**PASAJE CITADO**
Desde 1815 en la Carta de Jamaica de Bolívar viene insinuándose cómo deberían ser las relaciones entre Venezuela y Colombia. Ni la disolución de la República de Colombia en 1830, ni los secuestros o la disputa limítrofe han marcado tanto el relacionamiento como lo ocurrido en los últimos catorce años. Parece nuevamente una problemática condenada sin soluciones a una eternidad. Las relaciones necesitan un exorcismo que la despoje del espíritu maligno que influyó la noche septembrina.
Parecía, a partir del gobierno de Santos, que estábamos en el umbral de un nuevo tiempo. Pero los terrenos han vuelto a encasquillarse. El recibimiento normal del Presidente de Colombia al principal líder de la oposición venezolana, Henrique Capriles, ha indispuesto al sensible gobierno de Nicolás Maduro, que sabiéndose guindando de un hilo, todo lo asusta.
Diosdado Cabello encargado de complicar día a día todo, insulta al gobierno colombiano. El inexperto canciller Jaua habla de conspiración, sin ofrecer pruebas y el propio Maduro amenaza sin tener con qué hacerlo. En Colombia siguen celebrando que Venezuela tenga el gobierno que tiene, porque les ha permitido crecer económicamente.
Colombia está en todo. Con Chile, Perú y México firma una alianza estratégica para el comercio con el pacífico. Lleva adelante en La Habana un proceso de paz interna. Ya firmaron el primer acuerdo gobierno y las FARC en materia de agricultura. Conversaciones de las cuales informa al Papa Francisco el Presidente Mújica del Uruguay que no es ni siquiera mediador, al tiempo que Venezuela amenaza con retirarse del dialogo. Y así mismo, anuncia que como país atlántico se incorporará a la Organización del Tratado del Atlántico Norte (OTAN).

**OBJETIVO DE LA TAREA**
Escribe la continuación del texto sobre las relaciones entre Venezuela y Colombia, empezando justo después de la frase que menciona la OTAN.

**SECCIÓN DE DATOS**
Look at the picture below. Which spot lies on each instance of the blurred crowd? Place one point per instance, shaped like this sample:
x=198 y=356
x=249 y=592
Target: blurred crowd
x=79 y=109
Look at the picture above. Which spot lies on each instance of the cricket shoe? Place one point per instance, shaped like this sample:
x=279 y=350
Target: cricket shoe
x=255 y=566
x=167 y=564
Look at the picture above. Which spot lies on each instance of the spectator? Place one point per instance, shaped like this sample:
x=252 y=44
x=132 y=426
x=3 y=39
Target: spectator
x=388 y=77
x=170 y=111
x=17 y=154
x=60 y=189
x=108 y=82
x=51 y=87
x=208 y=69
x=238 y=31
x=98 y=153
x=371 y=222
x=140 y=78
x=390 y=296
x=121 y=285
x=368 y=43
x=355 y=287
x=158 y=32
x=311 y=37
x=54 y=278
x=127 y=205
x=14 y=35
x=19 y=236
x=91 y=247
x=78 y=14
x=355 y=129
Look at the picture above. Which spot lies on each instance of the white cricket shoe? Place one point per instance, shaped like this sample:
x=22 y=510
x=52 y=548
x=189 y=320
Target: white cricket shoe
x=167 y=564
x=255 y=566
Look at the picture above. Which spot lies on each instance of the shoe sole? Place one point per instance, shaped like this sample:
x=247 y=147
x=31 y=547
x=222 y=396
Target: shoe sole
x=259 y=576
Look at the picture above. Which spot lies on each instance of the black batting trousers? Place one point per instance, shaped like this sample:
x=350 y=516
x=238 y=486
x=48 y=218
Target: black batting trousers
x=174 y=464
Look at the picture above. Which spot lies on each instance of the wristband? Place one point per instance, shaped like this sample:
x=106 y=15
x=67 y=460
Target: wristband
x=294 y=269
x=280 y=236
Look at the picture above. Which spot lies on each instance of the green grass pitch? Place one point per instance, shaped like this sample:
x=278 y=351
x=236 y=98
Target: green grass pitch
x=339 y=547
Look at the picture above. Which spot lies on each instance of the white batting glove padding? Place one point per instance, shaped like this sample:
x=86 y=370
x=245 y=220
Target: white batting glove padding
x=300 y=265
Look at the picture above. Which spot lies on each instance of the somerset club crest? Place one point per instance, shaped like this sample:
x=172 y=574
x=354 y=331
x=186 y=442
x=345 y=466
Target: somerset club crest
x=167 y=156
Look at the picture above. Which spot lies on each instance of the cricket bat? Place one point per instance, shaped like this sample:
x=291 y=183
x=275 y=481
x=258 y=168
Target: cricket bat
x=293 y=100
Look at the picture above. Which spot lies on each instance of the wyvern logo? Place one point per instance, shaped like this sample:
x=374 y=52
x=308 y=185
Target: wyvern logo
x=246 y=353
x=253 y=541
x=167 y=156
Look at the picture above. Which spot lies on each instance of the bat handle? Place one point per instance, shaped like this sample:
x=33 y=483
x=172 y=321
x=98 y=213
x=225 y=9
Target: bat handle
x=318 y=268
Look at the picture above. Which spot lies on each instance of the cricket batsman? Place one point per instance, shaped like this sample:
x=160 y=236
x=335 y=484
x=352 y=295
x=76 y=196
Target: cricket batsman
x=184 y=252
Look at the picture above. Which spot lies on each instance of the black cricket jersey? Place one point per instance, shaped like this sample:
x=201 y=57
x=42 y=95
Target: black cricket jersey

**RESULTADO DEL EJERCICIO**
Colombia tiene al toripollo venezolano agarrado por los cachos, porque la seguridad alimentaria de Venezuela depende del país vecino y porque los empresarios colombianos se han hecho ya de nuevos espacios comerciales con lo cual los venezolanos no son tan indispensables.
Y por si fuera poco además, en las selvas de Urabá, pudieran estar cantando los aborígenes y sus descendientes colombianos, aquella canción de Rafael “Nada soy sin Laura, nada soy sin su amor, no se si el mundo es el de siempre, pero yo lo veo diferente, envidio al mar que tiene agua y al amanecer que tiene sol, te busco a ti bajo las hojas, solo estoy sin tu amor”. Porque el pasado 12 de mayo el Papa Francisco canonizó a la primera colombiana, Laura Montoya Upegui, una santa con proyección de misionera universal. Nació en Jericó, Antioquia un 26 de mayo de 1874, en el seno de una familia marcada por la violencia que ha azotado ese país durante décadas. Su padre fue asesinado por sus convicciones políticas y religiosas. Ella misma sufrió la violencia.
Se trata de una monja que se sentía más cómoda usando botas de caucho, trabajando como maestra rural, que vistiendo el hábito del convento. Escribió treinta libros y fundó la Congregación de Misioneras de María Inmaculada y Santa Catalina de Siena. Las Hermanas Lauristas se encuentran hoy en veintiún países en Europa, África y América. La Madre Laura centró su trabajo sobre todo en la defensa de los huérfanos y en los que sufren la discriminación racial.
La santidad de la Madre Laura reivindica el trabajo de la Iglesia Católica en tierra de misiones, donde florece el humanismo heroico de que hablaba el filósofo francés Jacques Maritain o la santificación en la acción del esfuerzo humano que planteaba Teilhard de Chardin.
Colombia que es el sexto país en el mundo en número de fieles católicos, estrena una santa cuyo primer milagro se conoció en 1993 al sanar una mujer con cáncer de útero y más recientemente otro milagro en la persona de un médico antioqueño. Fue Medellín, la ciudad que vio a Laura Montoya en traginoso andar y donde muriera el 21 de octubre de 1949. En varios Estados de Venezuela las monjas lauristas dejaron sus huellas. Definitivamente Colombia nos lleva una morena.